* _Selected passage_

━━━━━━━━━━━━━━━━

Republican Sen. Dan Sullivan of Alaska and Sen. Tommy Tuberville of Alabama
Senate Television via AP
Republican senators tore into their GOP colleague Sen. Tommy Tuberville on Wednesday night.
They’d had enough of Tuberville’s months-long blockade of military promotions.
“There’s a reason this has not been done this way for a couple hundred years,” Sen. Lindsey Graham said at one point.
A handful of Senate Republicans on Wednesday evening tore into fellow Republican Sen. Tommy Tuberville for hours, arguing that his blockade of more than 300 military promotions has damaged the US armed forces and risks serious long-term consequences.
“There’s a reason this has not been done this way for a couple hundred years, no matter whether you believe it or not, Sen. Tuberville this doing great damage to our military,” Republican Sen. Lindsey Graham of South Carolina told Tuberville after one of his objections. “I don’t say that lightly, I’ve been trying to work with you for nine months. Folks, if this keeps going, people are gonna leave.”

━━━━━━━━━━━━━━━━

* _Direction 1_
In the article on Tuberville's blockade, how many military promotions does the blockade hold up?
* _Direction 2_
In the article on Tuberville's blockade, reproduce word for word the part that opens with the words containing "Republican Sen. Dan" and closes with "at one point.".
* _Direction 3_
Take the article on Tuberville's blockade further, writing on from its final sentence.

━━━━━━━━━━━━━━━━

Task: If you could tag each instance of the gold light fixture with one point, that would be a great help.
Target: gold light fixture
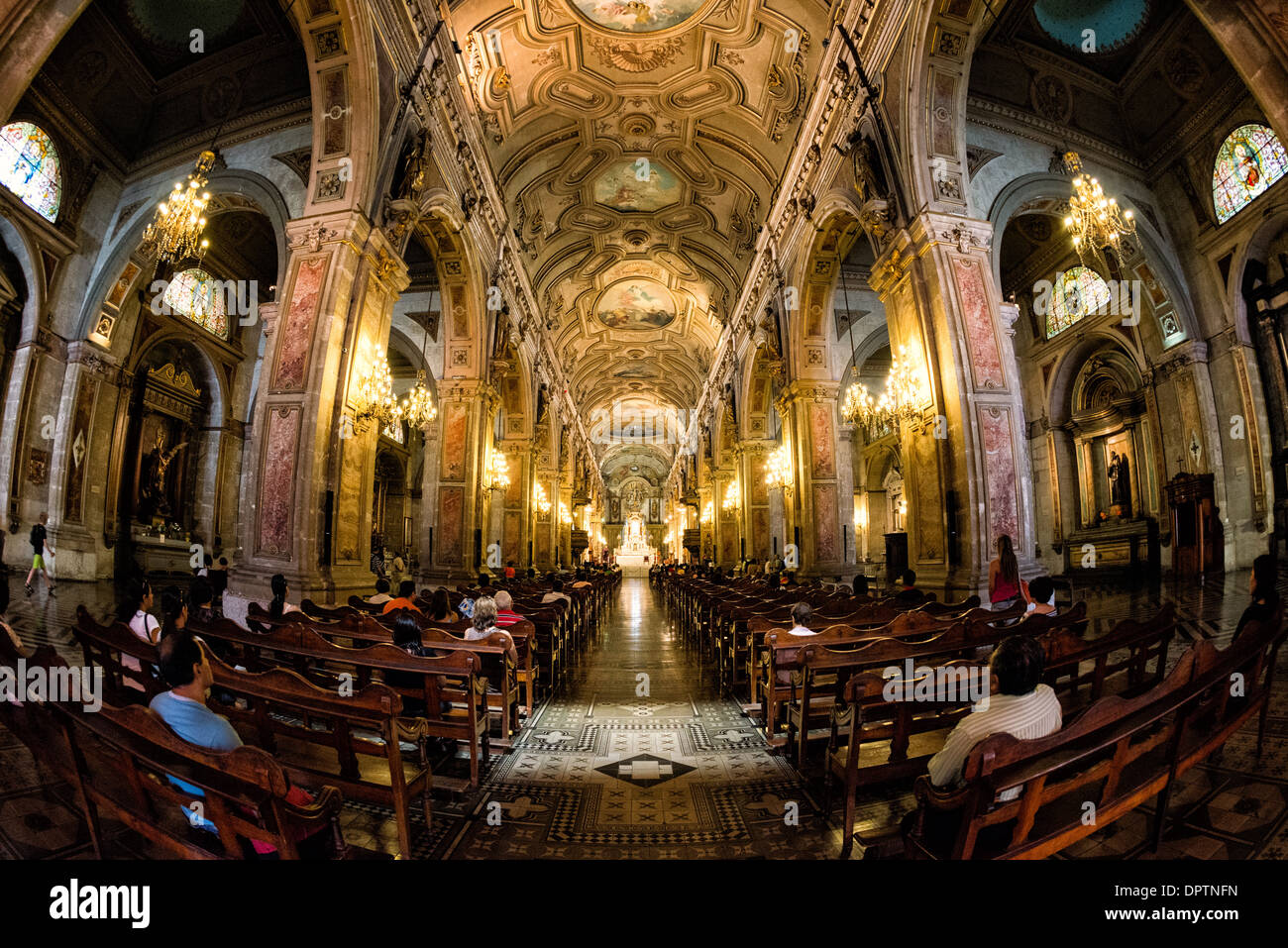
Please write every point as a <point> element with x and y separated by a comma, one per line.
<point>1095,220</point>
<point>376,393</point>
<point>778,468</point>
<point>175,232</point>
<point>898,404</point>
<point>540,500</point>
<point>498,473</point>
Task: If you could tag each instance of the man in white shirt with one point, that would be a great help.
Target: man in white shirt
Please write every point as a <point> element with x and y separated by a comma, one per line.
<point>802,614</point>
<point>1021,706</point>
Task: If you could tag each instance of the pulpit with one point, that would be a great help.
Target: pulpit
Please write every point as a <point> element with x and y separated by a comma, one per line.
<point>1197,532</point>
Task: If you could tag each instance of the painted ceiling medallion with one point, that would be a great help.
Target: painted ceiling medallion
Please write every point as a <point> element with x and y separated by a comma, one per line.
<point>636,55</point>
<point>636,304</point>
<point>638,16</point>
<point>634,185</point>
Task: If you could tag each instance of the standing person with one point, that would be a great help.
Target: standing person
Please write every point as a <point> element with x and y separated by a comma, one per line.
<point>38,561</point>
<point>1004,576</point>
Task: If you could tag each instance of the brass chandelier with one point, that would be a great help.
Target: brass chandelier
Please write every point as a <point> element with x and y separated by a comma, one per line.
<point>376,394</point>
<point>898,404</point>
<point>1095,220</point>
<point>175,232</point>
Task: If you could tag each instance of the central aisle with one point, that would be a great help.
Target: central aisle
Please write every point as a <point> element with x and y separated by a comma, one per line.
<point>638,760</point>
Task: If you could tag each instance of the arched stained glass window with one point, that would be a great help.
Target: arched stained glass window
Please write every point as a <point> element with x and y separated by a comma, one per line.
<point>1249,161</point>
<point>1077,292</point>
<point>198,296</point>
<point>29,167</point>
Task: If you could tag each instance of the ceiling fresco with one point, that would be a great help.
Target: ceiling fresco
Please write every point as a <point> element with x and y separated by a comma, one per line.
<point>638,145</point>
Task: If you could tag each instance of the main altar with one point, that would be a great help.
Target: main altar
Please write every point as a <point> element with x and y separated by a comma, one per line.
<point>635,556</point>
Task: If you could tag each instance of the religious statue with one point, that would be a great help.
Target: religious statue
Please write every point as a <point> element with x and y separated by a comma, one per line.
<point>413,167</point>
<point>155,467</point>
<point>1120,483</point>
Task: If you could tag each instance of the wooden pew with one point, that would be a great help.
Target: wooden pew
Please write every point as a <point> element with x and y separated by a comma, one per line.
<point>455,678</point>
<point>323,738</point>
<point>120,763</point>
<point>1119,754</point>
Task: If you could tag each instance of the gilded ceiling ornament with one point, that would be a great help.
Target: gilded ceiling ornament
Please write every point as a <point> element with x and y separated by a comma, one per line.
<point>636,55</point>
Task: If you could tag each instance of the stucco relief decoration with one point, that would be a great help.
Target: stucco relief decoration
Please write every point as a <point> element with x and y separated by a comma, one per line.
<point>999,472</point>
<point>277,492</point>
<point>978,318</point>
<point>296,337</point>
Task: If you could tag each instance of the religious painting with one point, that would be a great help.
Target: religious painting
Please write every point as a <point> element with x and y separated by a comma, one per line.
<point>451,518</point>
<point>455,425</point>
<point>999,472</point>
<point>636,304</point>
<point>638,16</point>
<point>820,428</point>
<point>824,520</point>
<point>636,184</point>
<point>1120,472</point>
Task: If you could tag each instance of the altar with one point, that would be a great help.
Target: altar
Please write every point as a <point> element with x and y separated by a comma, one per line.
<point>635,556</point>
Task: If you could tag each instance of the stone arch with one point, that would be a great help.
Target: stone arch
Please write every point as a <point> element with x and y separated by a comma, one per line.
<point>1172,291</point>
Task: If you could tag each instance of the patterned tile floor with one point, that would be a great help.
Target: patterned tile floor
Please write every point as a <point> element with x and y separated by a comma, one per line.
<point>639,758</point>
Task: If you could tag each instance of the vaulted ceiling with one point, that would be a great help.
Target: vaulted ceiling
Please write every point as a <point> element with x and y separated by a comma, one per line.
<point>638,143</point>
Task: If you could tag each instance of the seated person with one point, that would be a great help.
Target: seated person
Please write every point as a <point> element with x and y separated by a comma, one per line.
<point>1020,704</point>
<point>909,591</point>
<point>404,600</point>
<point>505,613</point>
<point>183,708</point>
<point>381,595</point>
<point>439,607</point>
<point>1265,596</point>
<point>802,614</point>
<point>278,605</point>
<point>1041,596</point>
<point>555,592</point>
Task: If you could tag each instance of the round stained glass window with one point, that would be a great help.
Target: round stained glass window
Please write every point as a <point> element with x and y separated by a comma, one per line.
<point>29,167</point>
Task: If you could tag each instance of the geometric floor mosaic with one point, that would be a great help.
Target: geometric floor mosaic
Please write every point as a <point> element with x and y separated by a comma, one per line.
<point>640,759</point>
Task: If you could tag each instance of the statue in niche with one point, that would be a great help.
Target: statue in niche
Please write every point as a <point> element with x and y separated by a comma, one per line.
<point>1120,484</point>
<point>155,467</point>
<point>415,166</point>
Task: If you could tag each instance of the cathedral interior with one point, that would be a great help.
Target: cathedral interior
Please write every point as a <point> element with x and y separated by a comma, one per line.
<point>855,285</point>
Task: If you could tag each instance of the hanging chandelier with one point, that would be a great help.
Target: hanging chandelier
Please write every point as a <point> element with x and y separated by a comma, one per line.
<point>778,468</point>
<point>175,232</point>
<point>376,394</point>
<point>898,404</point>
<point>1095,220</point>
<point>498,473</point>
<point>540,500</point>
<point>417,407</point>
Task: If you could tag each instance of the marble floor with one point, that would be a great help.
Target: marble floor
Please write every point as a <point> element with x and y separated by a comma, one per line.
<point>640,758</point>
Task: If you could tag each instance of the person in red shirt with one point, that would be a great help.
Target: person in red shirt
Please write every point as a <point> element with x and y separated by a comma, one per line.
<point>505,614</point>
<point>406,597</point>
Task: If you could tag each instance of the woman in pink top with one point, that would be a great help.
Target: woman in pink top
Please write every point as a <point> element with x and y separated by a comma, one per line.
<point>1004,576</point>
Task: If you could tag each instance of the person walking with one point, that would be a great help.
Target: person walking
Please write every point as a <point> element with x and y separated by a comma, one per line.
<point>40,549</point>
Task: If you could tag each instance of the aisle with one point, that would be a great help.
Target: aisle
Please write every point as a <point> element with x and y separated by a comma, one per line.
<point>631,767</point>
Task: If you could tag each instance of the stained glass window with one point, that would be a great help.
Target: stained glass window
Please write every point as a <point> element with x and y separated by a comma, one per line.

━━━━━━━━━━━━━━━━

* _Exercise output 1_
More than 300 military promotions.

* _Exercise output 2_
Republican Sen. Dan Sullivan of Alaska and Sen. Tommy Tuberville of Alabama
Senate Television via AP
Republican senators tore into their GOP colleague Sen. Tommy Tuberville on Wednesday night.
They’d had enough of Tuberville’s months-long blockade of military promotions.
“There’s a reason this has not been done this way for a couple hundred years,” Sen. Lindsey Graham said at one point.

* _Exercise output 3_
Tuberville objected to just over 60 individual nominations over nearly 4 hours on the Senate floor as his colleagues continued to force him to reject their efforts to approve the promotions, leaving the senators with little to show for their efforts besides more anger.
Historically speaking, military promotions have sailed through the Senate while lawmakers have used procedural hurdles to slow down political appointees. Wednesday night’s floor fight was based on Republican senators asking for Tuberville’s unanimous consent to expeditiously approve the promotions, which he has refused to grant for over nine months.
Tuberville, a former Auburn football coach, has argued that the Pentagon policy allowing for service members to take leave if they want to receive an abortion is illegal. The Alabama Republican has repeated his vow that he will not stop blocking promotions until the Biden administration changes its policy, which Defense Secretary Lloyd Austin has vowed will not happen.
The Republican lawmakers made clear they did not support the Pentagon’s policy, but they made clear that their patience with their colleague has run out.
Sen. Dan Sullivan, an Alaska Republican and colonel in the US Marine Reserves, repeatedly called the opposition “idiotic” and stressed that Russian President Vladimir Putin and Chinese President Xi Jinping likely enjoyed watching the US military struggle.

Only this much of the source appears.